*** Source material Section Begins ***
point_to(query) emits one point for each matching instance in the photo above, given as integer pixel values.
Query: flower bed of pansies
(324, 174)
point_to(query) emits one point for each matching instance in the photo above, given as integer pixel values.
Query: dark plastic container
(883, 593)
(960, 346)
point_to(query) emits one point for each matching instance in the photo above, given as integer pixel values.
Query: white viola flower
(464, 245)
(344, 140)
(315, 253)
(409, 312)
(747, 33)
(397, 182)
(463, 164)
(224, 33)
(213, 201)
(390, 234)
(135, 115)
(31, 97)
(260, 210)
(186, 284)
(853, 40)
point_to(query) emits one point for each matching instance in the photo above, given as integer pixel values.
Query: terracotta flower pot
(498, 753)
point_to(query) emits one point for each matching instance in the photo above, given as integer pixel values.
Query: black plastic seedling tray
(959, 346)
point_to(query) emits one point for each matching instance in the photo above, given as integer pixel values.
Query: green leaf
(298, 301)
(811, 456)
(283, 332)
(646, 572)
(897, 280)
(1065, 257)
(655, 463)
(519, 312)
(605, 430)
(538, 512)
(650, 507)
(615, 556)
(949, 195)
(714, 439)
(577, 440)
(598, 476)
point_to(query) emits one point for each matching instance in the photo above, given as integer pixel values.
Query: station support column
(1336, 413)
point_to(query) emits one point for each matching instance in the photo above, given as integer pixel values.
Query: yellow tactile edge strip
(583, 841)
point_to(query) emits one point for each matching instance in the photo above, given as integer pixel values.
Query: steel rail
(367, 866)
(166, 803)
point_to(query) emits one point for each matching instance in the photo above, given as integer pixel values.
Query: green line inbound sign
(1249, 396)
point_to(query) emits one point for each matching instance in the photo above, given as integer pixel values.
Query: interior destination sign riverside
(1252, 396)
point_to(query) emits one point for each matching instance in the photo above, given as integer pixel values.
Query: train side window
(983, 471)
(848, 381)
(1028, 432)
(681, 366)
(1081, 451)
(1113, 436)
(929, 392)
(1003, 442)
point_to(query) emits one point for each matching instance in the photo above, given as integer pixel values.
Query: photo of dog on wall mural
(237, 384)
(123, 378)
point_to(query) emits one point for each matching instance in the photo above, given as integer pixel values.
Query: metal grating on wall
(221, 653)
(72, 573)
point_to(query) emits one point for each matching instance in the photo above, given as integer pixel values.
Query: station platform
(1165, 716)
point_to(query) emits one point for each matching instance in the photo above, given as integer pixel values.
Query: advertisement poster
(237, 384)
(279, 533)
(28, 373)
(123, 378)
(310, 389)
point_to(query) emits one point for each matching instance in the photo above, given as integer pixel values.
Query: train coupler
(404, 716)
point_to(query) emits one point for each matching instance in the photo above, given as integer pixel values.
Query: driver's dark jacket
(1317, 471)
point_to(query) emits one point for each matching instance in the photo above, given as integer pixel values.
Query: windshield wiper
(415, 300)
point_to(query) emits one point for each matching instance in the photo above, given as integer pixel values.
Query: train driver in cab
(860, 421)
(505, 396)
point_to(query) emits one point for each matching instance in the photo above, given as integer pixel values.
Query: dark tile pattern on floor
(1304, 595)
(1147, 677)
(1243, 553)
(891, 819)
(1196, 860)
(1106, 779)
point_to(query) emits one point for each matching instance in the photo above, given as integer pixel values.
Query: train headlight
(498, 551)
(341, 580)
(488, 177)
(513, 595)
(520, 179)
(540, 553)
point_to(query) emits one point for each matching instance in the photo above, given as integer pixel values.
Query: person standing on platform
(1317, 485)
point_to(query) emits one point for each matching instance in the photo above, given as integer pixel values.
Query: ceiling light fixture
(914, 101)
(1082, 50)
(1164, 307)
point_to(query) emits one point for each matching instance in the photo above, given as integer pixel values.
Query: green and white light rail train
*** Source material Section Ends ***
### Required action
The entries shown above should be duplicated exactly.

### Task answer
point_to(query) emits one point for each matching instance in the photo above, given as integer pixel values.
Query: flower bed of pansies
(324, 174)
point_to(query) emits one point for each matching instance in the photo above, given as integer pixel values.
Query: dark plastic container
(883, 593)
(960, 346)
point_to(query) emits one point for each matching instance in the photo above, given as integer pixel values.
Query: white viola flower
(464, 245)
(344, 140)
(315, 253)
(409, 312)
(747, 33)
(397, 182)
(463, 164)
(224, 33)
(213, 201)
(390, 234)
(135, 115)
(31, 97)
(260, 210)
(186, 284)
(853, 40)
point_to(query) emits one point for each matching instance in the photo above, given as integer pixel values.
Query: terracotta flower pot
(498, 753)
point_to(query) emits one point for each matching instance in the photo above, given as integer pixel values.
Query: black plastic seedling tray
(959, 346)
point_to(query) emits one point for each matching instance in the photo above, given as integer pixel values.
Query: green leaf
(298, 301)
(811, 456)
(283, 332)
(646, 572)
(897, 280)
(1065, 257)
(655, 463)
(519, 312)
(605, 430)
(538, 512)
(650, 507)
(615, 556)
(949, 195)
(714, 439)
(577, 440)
(598, 476)
point_to(query) emits one point for each matching instance in the photo above, given as integer pixel values.
Query: station support column
(1336, 413)
point_to(query) emits one point for each matching instance in the photo above, given as integer pixel values.
Query: yellow tactile edge strip
(583, 841)
point_to(query) emits one point for each matching instance in the photo above, given as integer pixel values.
Query: steel rail
(367, 866)
(166, 803)
point_to(query) emits one point for each matching instance in the photo above, given as integer pixel values.
Query: green line inbound sign
(1249, 396)
point_to(query) emits one point for each matching instance in the photo above, given as integer pixel values.
Query: interior destination sign riverside
(1252, 396)
point_to(query) emits one point for each matching instance in the photo above, given as integer pixel values.
Query: train side window
(983, 471)
(848, 381)
(1028, 432)
(681, 366)
(1081, 451)
(1113, 436)
(929, 392)
(1003, 442)
point_to(query) emits one point for each matching instance in the photo above, given as integer pixel values.
Query: photo of dog on wall mural
(237, 384)
(123, 378)
point_to(query) emits one point for each matching instance in the photo above, given as integer pixel values.
Query: metal grating on wall
(221, 653)
(72, 573)
point_to(query) emits one point for each matching instance in the photo above, given as integer pixel values.
Query: station platform
(1165, 716)
point_to(query) emits one point for each matching instance in the photo above, given as integer pixel values.
Query: advertisement poster
(237, 384)
(279, 533)
(28, 373)
(123, 378)
(310, 389)
point_to(query) emits one point for each matching instance in the photo above, given as integer pixel values.
Query: train coupler
(404, 716)
point_to(query) emits one point for each matching instance in the photo above, given as integer pixel values.
Query: driver's dark jacket
(1317, 471)
point_to(query) emits one point for each matching instance in the photo above, given as integer pixel values.
Query: windshield wiper
(415, 300)
point_to(query) emits one point for each matching instance in the photo above, given as integer pixel values.
Query: train driver in cab
(860, 421)
(505, 396)
point_to(query) emits one point for each matching instance in the photo above, given as integer pixel values.
Query: dark tile pattern on floor
(1304, 595)
(1147, 677)
(1243, 553)
(891, 819)
(1196, 860)
(1106, 779)
point_to(query) emits one point for each matching instance in the photo above, given as integer pixel values.
Query: train headlight
(498, 551)
(341, 580)
(488, 177)
(513, 595)
(520, 179)
(540, 553)
point_to(query) emits one point for each matching instance in the photo above, given as integer pixel values.
Query: person standing on platform
(1317, 485)
point_to(query) emits one point for each matching instance in the photo above, given as integer pixel values.
Query: ceiling light fixture
(914, 101)
(1082, 50)
(1164, 307)
point_to(query) emits one point for each matching instance in the photo above, given as integer pixel values.
Query: green and white light rail train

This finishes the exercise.